* _PROBLEM DETAILS_: Could you copy each line of the listing below that has the word "surface"?

------------------------------------

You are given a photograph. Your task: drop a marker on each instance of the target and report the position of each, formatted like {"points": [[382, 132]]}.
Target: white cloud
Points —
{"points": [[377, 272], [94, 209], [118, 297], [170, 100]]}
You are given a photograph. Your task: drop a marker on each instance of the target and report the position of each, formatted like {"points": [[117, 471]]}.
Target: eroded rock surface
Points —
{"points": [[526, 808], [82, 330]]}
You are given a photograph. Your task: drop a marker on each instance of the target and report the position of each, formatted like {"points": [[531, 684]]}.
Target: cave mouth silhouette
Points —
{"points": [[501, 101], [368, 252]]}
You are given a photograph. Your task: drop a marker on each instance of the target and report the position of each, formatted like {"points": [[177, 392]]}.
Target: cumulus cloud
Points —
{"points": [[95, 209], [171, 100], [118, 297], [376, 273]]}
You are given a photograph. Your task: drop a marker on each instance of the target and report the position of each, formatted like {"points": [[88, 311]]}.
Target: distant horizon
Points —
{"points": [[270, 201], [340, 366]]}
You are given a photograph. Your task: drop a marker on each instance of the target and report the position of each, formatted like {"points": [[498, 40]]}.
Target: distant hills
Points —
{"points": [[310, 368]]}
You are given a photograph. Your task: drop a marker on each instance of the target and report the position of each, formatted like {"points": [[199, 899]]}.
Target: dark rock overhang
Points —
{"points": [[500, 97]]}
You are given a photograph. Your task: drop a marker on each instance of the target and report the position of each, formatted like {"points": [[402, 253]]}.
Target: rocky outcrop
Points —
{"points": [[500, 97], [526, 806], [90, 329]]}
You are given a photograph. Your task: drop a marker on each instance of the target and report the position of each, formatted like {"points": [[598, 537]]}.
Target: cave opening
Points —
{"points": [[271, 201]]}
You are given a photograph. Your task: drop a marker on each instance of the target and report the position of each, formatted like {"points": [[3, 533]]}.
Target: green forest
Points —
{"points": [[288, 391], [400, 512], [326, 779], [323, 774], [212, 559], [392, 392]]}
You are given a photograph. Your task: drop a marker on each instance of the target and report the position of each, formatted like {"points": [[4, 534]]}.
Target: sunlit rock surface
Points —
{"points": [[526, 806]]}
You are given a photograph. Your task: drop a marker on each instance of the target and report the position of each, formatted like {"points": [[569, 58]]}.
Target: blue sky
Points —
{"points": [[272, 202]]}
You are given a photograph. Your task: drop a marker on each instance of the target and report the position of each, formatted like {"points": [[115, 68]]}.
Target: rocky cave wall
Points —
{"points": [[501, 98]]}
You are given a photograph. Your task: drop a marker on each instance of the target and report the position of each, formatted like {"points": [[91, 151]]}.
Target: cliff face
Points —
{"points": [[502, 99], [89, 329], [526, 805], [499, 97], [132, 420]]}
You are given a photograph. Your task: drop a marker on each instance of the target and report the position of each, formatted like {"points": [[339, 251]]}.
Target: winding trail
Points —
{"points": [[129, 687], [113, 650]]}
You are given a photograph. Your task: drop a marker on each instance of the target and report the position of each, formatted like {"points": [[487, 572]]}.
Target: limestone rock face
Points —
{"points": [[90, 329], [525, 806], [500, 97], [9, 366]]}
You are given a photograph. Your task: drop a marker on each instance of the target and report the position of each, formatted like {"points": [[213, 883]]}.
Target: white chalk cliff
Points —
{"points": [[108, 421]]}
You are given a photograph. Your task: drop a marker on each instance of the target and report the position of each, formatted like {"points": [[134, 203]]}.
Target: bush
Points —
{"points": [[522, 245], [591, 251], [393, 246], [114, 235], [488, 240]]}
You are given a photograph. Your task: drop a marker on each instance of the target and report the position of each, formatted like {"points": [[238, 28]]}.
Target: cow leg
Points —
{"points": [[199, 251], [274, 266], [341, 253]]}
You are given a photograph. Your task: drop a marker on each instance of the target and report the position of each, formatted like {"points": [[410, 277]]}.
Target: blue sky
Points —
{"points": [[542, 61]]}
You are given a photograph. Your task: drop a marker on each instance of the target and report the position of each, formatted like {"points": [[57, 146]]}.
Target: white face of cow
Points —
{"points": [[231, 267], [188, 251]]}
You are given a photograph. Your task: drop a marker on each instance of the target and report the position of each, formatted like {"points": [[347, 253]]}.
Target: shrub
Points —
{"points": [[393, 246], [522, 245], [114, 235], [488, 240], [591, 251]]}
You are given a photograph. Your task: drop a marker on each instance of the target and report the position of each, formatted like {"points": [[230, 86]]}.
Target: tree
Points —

------------------------------------

* _EXPECTED ANSWER_:
Target: eroded rock surface
Target: sunlit rock surface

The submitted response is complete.